# START OF Supplied information

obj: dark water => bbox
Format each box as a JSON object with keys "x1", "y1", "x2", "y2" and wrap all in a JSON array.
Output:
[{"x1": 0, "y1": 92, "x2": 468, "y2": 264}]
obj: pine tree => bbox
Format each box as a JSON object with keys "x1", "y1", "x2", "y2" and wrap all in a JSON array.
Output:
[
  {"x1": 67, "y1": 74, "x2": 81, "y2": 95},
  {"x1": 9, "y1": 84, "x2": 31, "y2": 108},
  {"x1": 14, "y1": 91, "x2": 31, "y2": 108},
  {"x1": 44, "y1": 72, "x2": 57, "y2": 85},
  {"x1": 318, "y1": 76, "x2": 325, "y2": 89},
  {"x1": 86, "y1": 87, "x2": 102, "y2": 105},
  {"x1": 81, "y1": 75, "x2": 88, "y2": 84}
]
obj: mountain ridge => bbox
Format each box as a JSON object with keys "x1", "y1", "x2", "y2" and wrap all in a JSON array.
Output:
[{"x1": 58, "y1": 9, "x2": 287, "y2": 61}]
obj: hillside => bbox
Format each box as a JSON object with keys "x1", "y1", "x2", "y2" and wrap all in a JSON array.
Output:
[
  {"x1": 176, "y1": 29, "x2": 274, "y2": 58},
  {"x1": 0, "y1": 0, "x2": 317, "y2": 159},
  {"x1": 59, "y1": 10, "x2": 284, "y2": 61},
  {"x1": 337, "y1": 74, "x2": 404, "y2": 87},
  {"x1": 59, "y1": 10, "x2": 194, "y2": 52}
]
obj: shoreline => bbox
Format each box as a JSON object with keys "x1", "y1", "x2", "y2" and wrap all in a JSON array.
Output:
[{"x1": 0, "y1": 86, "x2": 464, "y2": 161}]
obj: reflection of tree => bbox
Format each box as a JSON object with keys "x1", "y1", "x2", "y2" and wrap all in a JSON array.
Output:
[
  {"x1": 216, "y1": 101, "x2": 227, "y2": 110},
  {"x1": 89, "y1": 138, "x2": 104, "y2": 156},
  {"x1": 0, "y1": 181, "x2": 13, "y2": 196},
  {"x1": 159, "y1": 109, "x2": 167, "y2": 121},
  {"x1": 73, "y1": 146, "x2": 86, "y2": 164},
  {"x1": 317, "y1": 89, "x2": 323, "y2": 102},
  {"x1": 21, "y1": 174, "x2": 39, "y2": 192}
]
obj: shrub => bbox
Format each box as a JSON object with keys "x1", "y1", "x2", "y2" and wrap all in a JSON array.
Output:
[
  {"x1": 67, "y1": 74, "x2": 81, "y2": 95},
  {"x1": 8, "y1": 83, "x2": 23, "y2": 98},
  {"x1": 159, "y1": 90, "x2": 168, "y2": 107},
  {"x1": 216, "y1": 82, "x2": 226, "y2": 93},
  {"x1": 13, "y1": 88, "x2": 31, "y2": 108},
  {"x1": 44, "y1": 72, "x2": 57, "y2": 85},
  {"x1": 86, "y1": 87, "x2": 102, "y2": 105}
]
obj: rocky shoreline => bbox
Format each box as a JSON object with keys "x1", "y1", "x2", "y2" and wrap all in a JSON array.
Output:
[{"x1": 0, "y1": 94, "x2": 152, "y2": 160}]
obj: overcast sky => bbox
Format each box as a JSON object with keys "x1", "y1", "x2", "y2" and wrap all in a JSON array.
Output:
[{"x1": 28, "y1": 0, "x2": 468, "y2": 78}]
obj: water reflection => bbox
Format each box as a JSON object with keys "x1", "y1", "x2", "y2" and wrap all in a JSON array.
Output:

# END OF Supplied information

Count how many lines in the items above contain the string "water", and reply with only that number.

2